Data supplied:
###
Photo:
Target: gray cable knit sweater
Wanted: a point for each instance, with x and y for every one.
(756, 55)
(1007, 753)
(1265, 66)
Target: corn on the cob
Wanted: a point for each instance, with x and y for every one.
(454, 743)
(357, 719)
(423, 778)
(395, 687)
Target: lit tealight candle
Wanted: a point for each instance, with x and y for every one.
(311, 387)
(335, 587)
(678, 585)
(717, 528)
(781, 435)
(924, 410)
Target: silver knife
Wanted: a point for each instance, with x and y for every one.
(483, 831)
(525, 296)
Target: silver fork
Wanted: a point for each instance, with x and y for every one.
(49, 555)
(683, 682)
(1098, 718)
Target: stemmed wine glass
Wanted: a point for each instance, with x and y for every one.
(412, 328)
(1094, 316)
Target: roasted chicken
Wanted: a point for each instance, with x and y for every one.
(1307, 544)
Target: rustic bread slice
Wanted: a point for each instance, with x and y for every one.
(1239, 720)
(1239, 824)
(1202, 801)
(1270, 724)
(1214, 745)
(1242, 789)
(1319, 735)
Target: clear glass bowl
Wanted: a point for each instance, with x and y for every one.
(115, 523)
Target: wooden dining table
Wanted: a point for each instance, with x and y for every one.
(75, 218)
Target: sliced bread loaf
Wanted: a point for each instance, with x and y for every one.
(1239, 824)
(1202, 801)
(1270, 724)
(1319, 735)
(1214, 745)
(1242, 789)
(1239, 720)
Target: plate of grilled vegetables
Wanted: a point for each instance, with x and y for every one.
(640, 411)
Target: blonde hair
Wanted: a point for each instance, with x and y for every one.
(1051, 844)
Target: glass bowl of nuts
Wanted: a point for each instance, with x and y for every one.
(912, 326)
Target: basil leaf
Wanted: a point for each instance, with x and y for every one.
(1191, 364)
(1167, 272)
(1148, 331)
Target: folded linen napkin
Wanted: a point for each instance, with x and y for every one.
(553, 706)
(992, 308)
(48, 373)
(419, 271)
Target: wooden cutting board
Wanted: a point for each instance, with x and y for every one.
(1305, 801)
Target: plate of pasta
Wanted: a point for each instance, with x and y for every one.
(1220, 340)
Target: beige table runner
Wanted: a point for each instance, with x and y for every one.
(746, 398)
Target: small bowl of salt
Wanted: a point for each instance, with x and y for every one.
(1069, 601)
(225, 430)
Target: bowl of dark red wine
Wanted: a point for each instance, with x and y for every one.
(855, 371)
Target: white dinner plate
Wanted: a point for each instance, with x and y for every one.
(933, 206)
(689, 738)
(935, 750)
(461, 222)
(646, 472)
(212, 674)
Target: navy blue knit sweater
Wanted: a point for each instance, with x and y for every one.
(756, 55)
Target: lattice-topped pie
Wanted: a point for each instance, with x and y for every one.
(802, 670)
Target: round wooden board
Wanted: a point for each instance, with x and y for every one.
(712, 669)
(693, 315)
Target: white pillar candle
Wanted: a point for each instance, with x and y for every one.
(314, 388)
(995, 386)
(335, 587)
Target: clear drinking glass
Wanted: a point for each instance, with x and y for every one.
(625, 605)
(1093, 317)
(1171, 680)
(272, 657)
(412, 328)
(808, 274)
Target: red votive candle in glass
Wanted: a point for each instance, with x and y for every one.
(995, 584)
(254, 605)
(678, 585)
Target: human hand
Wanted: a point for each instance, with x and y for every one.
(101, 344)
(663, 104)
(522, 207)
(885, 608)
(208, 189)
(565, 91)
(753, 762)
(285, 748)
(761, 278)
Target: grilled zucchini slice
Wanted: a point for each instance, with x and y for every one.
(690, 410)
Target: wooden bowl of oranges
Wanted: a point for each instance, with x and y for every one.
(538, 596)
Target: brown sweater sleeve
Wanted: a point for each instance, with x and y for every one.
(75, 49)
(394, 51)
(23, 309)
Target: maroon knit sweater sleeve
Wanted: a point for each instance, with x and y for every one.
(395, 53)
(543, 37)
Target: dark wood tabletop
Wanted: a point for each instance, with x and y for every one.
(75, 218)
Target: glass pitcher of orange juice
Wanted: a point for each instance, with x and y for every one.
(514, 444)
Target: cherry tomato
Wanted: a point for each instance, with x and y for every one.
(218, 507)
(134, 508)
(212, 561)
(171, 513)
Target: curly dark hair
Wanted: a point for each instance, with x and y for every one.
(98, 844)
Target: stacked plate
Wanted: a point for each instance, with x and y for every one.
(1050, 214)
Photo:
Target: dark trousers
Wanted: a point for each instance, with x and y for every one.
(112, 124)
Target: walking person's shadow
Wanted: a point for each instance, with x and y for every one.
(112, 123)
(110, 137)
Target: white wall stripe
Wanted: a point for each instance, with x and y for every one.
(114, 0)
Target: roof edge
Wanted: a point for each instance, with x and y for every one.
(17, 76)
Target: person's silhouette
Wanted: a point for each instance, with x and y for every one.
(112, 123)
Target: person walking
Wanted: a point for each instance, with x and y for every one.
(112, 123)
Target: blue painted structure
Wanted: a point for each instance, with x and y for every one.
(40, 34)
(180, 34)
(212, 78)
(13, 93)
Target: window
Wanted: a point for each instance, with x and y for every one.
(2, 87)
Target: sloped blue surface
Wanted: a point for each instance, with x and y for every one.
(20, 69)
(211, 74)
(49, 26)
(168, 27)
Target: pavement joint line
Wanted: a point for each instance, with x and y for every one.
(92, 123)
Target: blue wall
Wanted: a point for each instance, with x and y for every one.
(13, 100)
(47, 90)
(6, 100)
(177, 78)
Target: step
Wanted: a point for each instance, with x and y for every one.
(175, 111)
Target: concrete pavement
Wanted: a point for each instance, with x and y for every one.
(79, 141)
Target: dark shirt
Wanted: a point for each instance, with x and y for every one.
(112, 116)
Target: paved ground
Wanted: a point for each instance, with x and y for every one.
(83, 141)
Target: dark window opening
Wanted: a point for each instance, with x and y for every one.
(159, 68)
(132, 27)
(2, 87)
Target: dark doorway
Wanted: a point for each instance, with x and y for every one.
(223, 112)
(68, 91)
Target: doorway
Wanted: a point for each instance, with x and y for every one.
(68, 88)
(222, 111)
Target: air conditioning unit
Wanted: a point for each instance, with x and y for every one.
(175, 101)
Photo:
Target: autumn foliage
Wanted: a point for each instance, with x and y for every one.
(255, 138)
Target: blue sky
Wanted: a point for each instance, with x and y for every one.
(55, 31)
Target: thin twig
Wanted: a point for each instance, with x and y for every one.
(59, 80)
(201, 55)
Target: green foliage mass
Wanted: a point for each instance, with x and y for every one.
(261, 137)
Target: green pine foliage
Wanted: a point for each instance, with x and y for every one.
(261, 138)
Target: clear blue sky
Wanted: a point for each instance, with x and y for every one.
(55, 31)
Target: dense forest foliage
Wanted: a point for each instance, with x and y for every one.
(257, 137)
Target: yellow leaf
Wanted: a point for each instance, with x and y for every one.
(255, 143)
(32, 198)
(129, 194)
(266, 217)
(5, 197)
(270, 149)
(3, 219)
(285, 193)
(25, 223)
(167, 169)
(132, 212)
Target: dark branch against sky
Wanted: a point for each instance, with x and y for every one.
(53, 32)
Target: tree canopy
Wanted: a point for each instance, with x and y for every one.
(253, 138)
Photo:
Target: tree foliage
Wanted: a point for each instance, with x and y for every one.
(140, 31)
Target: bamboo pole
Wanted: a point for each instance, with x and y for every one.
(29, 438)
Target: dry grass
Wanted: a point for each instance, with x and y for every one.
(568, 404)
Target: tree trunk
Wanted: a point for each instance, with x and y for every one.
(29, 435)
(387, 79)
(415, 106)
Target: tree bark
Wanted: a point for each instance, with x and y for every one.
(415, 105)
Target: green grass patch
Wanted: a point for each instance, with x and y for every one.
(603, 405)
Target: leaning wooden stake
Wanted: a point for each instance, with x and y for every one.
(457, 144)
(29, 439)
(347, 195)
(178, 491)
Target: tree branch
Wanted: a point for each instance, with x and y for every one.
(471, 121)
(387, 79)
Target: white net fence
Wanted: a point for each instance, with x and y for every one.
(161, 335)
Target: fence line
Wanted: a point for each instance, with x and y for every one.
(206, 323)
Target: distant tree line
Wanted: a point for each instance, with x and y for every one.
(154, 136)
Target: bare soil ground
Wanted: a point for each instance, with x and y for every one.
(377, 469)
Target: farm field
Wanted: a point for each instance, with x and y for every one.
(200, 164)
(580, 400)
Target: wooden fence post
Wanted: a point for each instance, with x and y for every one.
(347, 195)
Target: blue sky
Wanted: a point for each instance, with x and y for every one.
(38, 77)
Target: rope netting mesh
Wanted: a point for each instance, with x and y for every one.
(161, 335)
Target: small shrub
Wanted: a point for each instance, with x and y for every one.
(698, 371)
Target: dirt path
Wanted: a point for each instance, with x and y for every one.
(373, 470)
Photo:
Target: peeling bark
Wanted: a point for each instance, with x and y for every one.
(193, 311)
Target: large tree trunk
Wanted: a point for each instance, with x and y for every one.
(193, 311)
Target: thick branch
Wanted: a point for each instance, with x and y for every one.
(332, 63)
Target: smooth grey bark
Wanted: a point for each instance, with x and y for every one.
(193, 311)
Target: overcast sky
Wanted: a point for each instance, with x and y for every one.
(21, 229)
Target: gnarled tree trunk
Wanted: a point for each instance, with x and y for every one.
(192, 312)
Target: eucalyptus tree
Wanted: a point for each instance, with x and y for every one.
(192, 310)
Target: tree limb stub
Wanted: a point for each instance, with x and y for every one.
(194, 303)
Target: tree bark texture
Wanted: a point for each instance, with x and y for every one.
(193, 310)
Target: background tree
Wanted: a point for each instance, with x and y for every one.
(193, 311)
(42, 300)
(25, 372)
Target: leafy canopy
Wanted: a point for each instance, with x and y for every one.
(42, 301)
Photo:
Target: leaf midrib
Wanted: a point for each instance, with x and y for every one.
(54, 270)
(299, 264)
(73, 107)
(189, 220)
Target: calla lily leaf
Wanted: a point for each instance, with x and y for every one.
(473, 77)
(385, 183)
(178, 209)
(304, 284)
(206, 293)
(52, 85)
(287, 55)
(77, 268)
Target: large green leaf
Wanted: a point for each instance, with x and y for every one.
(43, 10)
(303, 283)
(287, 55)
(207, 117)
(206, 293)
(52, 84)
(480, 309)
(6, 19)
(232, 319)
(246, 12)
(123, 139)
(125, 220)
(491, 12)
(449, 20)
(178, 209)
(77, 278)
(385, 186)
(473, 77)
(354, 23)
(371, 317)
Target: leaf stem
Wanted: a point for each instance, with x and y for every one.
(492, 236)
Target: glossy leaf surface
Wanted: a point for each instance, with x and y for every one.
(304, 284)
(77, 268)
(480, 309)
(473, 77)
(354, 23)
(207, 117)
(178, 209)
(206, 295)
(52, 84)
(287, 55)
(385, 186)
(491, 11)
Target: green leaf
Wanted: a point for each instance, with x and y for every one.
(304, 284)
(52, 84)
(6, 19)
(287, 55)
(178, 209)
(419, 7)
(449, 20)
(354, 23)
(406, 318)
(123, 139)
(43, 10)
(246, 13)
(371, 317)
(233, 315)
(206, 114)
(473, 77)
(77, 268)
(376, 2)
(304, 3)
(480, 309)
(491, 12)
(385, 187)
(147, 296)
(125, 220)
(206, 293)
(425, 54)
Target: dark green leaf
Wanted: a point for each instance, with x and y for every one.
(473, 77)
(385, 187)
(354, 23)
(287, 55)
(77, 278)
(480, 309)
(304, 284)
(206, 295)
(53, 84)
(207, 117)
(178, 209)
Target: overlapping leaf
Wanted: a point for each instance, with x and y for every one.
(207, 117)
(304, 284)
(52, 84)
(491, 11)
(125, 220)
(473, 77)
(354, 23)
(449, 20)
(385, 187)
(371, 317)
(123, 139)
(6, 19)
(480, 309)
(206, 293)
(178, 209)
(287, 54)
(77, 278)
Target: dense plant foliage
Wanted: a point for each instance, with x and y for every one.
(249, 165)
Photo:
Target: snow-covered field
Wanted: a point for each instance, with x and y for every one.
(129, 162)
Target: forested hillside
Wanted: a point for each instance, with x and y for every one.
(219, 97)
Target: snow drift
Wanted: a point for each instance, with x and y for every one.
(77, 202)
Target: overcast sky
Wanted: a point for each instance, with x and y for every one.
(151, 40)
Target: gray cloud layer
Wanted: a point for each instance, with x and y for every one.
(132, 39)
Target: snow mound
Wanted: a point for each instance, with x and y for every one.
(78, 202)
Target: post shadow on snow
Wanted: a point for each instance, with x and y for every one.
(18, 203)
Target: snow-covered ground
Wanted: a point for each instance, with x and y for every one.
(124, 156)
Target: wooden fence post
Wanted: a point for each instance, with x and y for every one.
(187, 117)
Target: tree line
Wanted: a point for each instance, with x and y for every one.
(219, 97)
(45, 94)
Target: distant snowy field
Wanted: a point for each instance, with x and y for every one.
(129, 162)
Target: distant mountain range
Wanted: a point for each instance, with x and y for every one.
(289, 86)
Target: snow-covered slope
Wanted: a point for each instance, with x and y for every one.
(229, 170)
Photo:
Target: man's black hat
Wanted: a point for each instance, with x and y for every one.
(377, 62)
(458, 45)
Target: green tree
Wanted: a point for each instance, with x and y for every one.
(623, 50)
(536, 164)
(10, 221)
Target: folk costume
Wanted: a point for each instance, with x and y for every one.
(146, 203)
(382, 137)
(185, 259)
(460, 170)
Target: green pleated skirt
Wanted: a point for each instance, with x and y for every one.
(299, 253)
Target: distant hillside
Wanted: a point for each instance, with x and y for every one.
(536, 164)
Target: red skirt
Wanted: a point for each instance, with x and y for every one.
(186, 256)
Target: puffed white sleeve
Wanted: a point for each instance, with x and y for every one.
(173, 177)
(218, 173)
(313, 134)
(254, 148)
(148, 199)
###
Stated exercise:
Copy out everything from the start of the items down to and including the line containing "(1307, 544)", with the requests kept in place, and raise each x and y coordinate in the answers by 135.

Result of the task:
Photo:
Target: gray cable knit sweater
Wanted: a point for each instance, with x and y for every one.
(891, 190)
(1142, 888)
(1400, 201)
Target: corn on the cob
Wanted: a point for each instance, with x and y for every one.
(589, 878)
(492, 854)
(558, 913)
(530, 822)
Target: lit tealight candle
Wanted: a point for each instance, with x and y for every one.
(446, 522)
(470, 722)
(813, 720)
(852, 663)
(916, 570)
(1059, 545)
Target: silver knife
Wanted: a point for each instance, with x and y for every one.
(618, 966)
(660, 431)
Target: silver fork
Wanted: a point for each instance, with x and y for every one.
(184, 690)
(818, 817)
(1233, 853)
Target: stemmed wine glass
Wanted: a point for each instance, with x and y for every one.
(547, 463)
(1229, 451)
Target: roasted chicken
Wanted: a point for each instance, with x and y for every one.
(1442, 679)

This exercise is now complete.